MATERIAL FOR THIS TASK -
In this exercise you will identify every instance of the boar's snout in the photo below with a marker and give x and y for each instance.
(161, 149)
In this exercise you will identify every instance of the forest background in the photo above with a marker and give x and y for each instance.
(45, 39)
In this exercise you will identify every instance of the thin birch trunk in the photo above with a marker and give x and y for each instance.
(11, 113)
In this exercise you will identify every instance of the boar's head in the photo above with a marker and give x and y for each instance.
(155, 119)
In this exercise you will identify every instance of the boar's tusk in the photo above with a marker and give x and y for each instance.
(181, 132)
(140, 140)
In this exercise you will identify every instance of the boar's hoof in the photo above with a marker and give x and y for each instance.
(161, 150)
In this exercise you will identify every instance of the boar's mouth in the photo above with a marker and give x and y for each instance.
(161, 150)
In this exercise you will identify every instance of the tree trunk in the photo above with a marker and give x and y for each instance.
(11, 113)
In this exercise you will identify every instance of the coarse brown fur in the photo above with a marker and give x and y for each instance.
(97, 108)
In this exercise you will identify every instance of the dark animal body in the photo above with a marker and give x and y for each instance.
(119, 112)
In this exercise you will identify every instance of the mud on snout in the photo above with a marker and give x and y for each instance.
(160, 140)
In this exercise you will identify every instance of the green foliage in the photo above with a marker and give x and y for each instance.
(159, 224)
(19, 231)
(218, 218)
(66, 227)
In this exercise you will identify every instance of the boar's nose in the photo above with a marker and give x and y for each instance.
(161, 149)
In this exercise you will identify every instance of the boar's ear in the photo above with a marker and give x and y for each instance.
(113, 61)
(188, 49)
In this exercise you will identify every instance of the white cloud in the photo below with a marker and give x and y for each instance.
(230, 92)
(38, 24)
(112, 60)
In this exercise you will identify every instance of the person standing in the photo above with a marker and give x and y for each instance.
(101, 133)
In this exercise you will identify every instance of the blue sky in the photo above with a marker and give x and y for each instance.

WORK TO DO -
Rewrite the part of the listing that opens with the line containing "In this exercise you will identify every instance of the dark" and closes at the end of the listing, including both ends, and scale every x and y coordinate by 0.25, rounding to whole numbers with halves rounded up. Leave all other text unchanged, and give only those lines.

TASK RESULT -
In this exercise you will identify every instance of the dark animal body in the photo above with a marker and give x and y for each instance.
(30, 28)
In this exercise you will identify every instance of the mud on snout in the photo above with a marker and give x and y for each instance.
(40, 35)
In this exercise you will identify every instance of the green foliage in the photo above with a marker and give x and y for each instance.
(40, 56)
(5, 58)
(55, 55)
(17, 57)
In this exercise you will identify every instance of the boar's nose in the photo above with a marker and give x and y for each instance.
(40, 37)
In this exercise you will identify every instance of the boar's ear in the photo above with a marker and give x and y for each instance.
(28, 15)
(47, 12)
In this exercise you will identify every instance of the white cloud in the photo below with a marker and give x and y for each instance.
(58, 23)
(10, 6)
(28, 15)
In this exercise you will identify every instance of the person standing in the photo above with a marker and give x and y for each instance.
(25, 33)
In this exercise you will identify every instance of the blue sky in the photo above with a marker and give x and y for each instance.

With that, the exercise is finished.